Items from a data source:
*** Block opens ***

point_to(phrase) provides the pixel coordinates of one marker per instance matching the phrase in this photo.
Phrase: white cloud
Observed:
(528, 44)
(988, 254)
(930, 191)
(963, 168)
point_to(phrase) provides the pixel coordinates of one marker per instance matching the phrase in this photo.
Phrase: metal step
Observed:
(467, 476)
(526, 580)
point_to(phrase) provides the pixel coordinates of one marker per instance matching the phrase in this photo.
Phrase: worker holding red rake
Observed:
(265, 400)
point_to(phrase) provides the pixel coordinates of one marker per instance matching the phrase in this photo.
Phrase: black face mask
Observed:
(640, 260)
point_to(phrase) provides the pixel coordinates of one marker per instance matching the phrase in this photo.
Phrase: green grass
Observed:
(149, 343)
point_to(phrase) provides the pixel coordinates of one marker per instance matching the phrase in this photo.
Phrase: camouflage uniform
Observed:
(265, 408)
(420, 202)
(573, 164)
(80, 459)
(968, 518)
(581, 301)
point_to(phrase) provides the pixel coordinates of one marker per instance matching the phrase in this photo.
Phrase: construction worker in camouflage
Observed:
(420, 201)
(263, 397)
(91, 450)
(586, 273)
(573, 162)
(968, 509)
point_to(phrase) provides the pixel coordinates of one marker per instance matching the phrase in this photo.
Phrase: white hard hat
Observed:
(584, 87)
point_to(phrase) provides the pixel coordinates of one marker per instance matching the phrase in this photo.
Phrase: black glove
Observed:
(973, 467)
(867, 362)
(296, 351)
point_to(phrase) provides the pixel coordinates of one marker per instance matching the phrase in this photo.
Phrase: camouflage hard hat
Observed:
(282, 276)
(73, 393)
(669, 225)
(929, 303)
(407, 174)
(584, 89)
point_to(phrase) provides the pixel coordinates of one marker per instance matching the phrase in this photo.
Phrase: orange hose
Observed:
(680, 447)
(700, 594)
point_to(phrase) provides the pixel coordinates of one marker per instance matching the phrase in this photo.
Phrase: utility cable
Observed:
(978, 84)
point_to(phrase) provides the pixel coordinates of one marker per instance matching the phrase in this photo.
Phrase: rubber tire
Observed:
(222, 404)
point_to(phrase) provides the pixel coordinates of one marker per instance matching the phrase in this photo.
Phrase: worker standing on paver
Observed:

*** Block closes ***

## Task goal
Copy out every record above exactly as written.

## Output below
point_to(phrase) provides the pixel coordinates of one marker per instance matching the phrase in this photo.
Phrase: white cloud
Observed:
(528, 44)
(988, 254)
(930, 191)
(963, 168)
point_to(phrase) provides the pixel coordinates of one marker per instance matching the phrase in this photo.
Phrase: metal step
Observed:
(467, 476)
(526, 580)
point_to(phrase) provides the pixel coordinates of one marker per instance matching the phrase in this photo.
Phrase: worker holding red rake
Observed:
(265, 400)
point_to(phrase) provides the pixel coordinates of one marker per instance matching the phrase in this photo.
Phrase: black face mask
Observed:
(640, 260)
point_to(phrase) provides the pixel coordinates of one marker per instance matching the phrase in this photo.
Phrase: green grass
Observed:
(149, 343)
point_to(phrase) provides the pixel coordinates of one marker per instance matching the phrase in this photo.
Phrase: camouflage uniform
Observed:
(265, 408)
(420, 202)
(573, 164)
(80, 459)
(968, 518)
(581, 301)
point_to(phrase) provides the pixel coordinates of one marker per instance matching the phrase in this photo.
Phrase: construction worker in camouflage
Observed:
(420, 201)
(263, 397)
(91, 450)
(586, 273)
(573, 162)
(968, 509)
point_to(phrase) provides the pixel coordinates of one marker per instance matching the phrase in this photo.
Phrase: white hard hat
Observed:
(584, 87)
point_to(phrase) provides the pixel coordinates of one marker per instance matching the phrase in this photo.
Phrase: black glove
Observed:
(973, 467)
(867, 362)
(296, 351)
point_to(phrase) provides the pixel coordinates of one marker per instance matching the phrase in this photo.
Phrase: camouflage hard hat
Observed:
(282, 276)
(73, 393)
(669, 225)
(929, 303)
(407, 174)
(584, 89)
point_to(phrase) provides the pixel coordinates of one marker per instance matching the phrase in this photo.
Phrase: orange hose
Observed:
(680, 447)
(700, 594)
point_to(phrase) provides the pixel coordinates of one marker per instance matching the phrase in this photo.
Phrase: utility cable
Observed:
(978, 84)
point_to(phrase) provides the pixel coordinates of one marker per instance matching the phrase in this photo.
Phrase: rubber tire
Observed:
(222, 404)
point_to(phrase) provides the pixel coordinates of one marker per instance matching the phrase in this photo.
Phrase: worker standing on paver
Observed:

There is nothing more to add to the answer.